- Brano riportato:
Dunque, la lunga attesa è terminata e, contro gli auspici di quasi tutti i più autorevoli commentatori, da Obama alla Santa Sede, gli elettori del Regno Unito hanno deciso di abbandonare l’Unione Europea.
Mentre scrivo, tutte le piazze finanziarie sono pesantemente colpite da drammatici ribassi, colte di sorpresa dopo le brillanti performance di tutte le Borse europee nelle ultime sedute, e l’unico leader che ha tenuto un (mediocre) discorso è David Cameron, il premier britannico che passerà alla storia per essersi “sparato in un piede” (tanto per usare un’espressione inglese) indicendo un referendum dal quale aveva moltissimo da perdere, insieme a centinaia di milioni di persone, e ben poco da guadagnare.
Ma a parte la preannunciata catastrofe economico-finanziaria, cos’altro possiamo comprendere da questo voto in parte inatteso?
Di Brexit e delle sue conseguenze si è molto scritto in questi giorni, e non pretendiamo qui di sostituirci alle analisi più qualificate di economisti e politologi; d’altronde, sulle conseguenze negative per tutti di Brexit ha scritto parecchio tempo addietro il nostro Bezzicante un post nella sostanza ancora valido. Accanto però alle considerazioni strettamente economiche e giuridiche, la questione “cosa accadrà ora?” non può ignorare alcuni fatti alla base delle ragioni di chi ha votato Leave, né altri che sono avvenuti durante la campagna referendaria, ed è proprio a questi punti che vorremmo dedicare alcune non troppo brevi riflessioni.
Sull’UK
In primo luogo, è utile osservare che, secondo praticamente tutti gli osservatori specializzati, la Brexit comporterà almeno nel breve termine per l’UK danni economici ingenti, mentre gli eventuali benefici a lungo termine sono come minimo un’incognita. Non intendiamo qui entrare nel merito di queste previsioni, anche perché esistono numerose ottime fonti, bensì constatare che neanche la realistica prospettiva di una “self-inflicted recession” è stata sufficiente a dissuadere la maggioranza dell’elettorato britannico a votare Leave.
Peraltro, la minaccia della Brexit aveva indotto la maggioranza delle forze politiche, delle istituzioni, dei mezzi di comunicazione e degli opinion leader britannici a raccomandare di votare Remain, sia pure con diversi gradi di convinzione. Cameron e (tiepidamente) il leader laburista Jeremy Corbyn, giornali diversi (e in modi diversi) come The Times, The Guardian, The Independent, e (comprensibilmente) The Economist e The Financial Times si erano tutti espressi a favore di rimanere nell’UE. Come mai, allora, gli elettori hanno risposto diversamente?

- Cose da fare:
[a] Nel testo sulla Brexit, quale leader aveva tenuto un discorso mentre l'autore scriveva?
[b] Riprendi il testo sulla Brexit e proseguilo a partire dall'ultima frase.

- Estratto dei dati:
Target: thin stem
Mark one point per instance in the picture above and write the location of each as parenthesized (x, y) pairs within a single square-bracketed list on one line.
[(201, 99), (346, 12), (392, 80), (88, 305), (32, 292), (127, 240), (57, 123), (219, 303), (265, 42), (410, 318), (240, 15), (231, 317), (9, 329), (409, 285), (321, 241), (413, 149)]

- In risposta:
[a] David Cameron, il premier britannico.

[b]
Paradossalmente, uno dei motivi è proprio che la classe dirigente si è in larga prevalenza schierata per il Remain. I politici, gli economisti e finanzieri della City, e in generale l’establishment londinese e di Bruxelles sono stati visti e presentati dalla campagna pro-Leave come una casta che era l’unica a trarre vantaggio dalla permanenza dell’UK nell’UE, mentre il popolo, l’Inghilterra delle Midlands, avrebbero solo da guadagnare da una Brexit. Molti elettori inglesi, specie quelli più anziani e meno istruiti, erano convinti di combattere contro quelli che noi chiameremmo i “poteri forti”, coalizzati in difesa dei propri privilegi. La campagna del Leave ha raggiunto toni esasperati davvero insoliti per i britannici, guidata dal leader dell’UKIP Nigel Farage e da alcuni dissidenti dei due partiti tradizionali. Per mostrare quanto anomala e stridente sia stata la campagna, cito solo due episodi apparentemente insignificanti ma che a mio avviso sono molto eloquenti:
- Uno degli articoli pubblicati dal Financial Times sul referendum s’intitolava “La dubbia attrattiva del prendersela con l’élite”, e dichiarava apertamente che non c’erano motivi razionali per votare Leave. Il britannicissimo e presumibilmente preparato pubblico del FT s’è diviso in due fazioni, e i toni sono degenerati tanto da obbligare il FT a bloccare i commenti perché “il dibattito è benvenuto, ma non commenti che insultino personalmente altri commentatori o gli autori degli articoli”.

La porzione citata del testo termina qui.